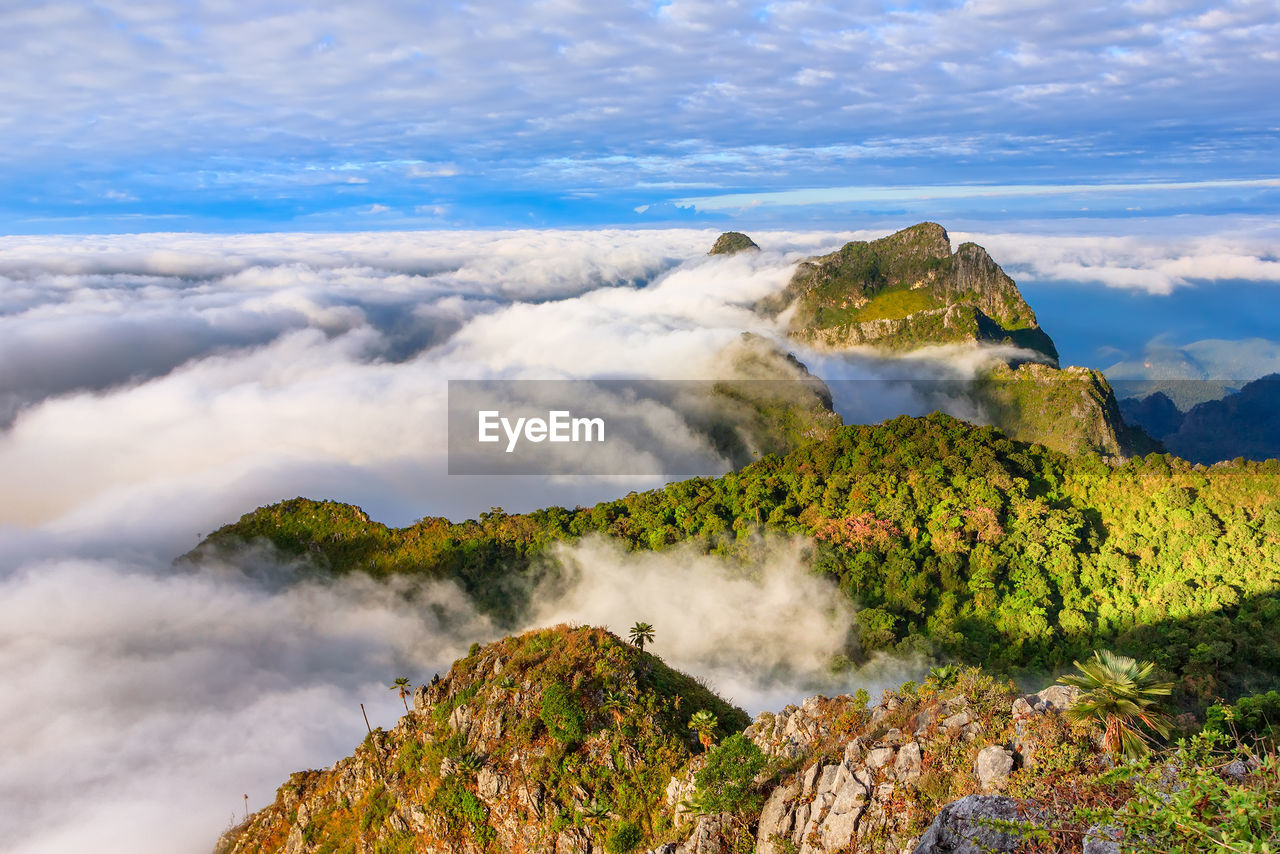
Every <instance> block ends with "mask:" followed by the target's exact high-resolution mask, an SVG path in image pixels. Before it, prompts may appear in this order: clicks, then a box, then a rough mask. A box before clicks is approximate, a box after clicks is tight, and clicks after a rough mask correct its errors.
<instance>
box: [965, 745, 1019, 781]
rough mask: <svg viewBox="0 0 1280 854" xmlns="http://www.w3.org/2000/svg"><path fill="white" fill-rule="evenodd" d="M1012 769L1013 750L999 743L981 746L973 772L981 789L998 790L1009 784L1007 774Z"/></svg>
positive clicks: (1013, 767)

**TASK STATEMENT:** Pull every line of the listing above into your answer word for word, leaving out the pictures.

**RESPONSE TO THE EXERCISE:**
Every <instance> block ends with "mask:" followed by the target's exact high-resolution mask, an SVG path in image pixels. Before it, prompts may appear in this order: clicks, then a box, then a rough mask. A box before clicks is approximate, a box after clicks is tight, and clicks after a rough mask correct its errors.
<instance>
box: [965, 745, 1019, 781]
rough mask: <svg viewBox="0 0 1280 854" xmlns="http://www.w3.org/2000/svg"><path fill="white" fill-rule="evenodd" d="M1012 769L1013 750L999 743L981 746L973 772L981 789L998 790L1009 784L1007 774Z"/></svg>
positive clicks: (1013, 767)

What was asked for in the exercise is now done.